▶ **Short exercise**
Please tally how many lines in the rows below contain the word "covered", matching case exactly. Reply with the number alone.

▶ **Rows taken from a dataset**
◇ ◇ ◇ ◇ ◇

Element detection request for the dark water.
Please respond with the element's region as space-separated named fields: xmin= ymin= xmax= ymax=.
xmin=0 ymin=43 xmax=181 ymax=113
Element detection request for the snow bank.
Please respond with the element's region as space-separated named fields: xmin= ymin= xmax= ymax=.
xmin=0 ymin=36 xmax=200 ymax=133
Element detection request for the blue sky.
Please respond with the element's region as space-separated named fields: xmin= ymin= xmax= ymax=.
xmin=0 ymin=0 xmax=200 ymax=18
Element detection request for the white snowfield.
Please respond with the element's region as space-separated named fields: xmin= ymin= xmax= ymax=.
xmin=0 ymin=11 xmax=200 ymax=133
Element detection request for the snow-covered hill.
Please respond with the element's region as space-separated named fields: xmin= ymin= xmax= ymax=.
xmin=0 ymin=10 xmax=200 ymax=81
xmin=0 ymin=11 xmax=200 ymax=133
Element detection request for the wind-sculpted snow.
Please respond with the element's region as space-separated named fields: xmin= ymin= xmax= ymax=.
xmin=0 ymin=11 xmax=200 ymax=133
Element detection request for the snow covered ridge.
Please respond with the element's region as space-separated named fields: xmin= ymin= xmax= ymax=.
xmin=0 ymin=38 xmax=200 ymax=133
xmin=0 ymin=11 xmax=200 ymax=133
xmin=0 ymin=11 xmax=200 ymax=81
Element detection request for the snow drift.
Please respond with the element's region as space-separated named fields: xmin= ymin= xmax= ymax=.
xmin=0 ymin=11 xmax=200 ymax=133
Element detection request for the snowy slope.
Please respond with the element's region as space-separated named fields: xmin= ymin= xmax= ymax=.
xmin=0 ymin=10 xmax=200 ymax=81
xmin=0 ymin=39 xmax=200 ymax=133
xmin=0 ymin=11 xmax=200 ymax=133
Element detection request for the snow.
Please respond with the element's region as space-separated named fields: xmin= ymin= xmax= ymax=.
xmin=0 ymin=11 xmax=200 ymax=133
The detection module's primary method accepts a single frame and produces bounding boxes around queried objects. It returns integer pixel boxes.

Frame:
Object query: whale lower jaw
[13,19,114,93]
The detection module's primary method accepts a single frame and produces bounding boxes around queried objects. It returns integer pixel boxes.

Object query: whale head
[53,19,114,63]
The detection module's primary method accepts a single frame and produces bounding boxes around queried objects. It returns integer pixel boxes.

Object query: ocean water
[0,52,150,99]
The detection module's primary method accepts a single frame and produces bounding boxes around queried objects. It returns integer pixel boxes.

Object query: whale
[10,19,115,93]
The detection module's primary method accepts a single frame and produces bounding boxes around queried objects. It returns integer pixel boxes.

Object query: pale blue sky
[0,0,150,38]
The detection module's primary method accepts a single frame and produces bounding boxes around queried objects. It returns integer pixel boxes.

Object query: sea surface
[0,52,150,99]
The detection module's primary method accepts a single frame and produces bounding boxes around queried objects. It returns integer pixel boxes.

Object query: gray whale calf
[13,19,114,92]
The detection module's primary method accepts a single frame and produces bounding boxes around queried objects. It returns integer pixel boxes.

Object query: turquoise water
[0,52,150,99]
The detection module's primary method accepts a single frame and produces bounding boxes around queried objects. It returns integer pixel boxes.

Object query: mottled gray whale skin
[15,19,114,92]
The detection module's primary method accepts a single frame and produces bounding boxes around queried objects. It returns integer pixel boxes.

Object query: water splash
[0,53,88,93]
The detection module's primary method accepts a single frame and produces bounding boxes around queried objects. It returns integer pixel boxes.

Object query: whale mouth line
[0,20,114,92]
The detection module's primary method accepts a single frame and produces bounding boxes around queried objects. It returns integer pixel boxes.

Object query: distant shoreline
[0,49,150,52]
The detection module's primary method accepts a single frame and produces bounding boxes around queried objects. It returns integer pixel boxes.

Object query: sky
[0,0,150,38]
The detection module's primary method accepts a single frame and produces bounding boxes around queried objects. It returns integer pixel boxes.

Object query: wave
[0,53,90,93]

◇ ◇ ◇ ◇ ◇

▶ **The reply**
2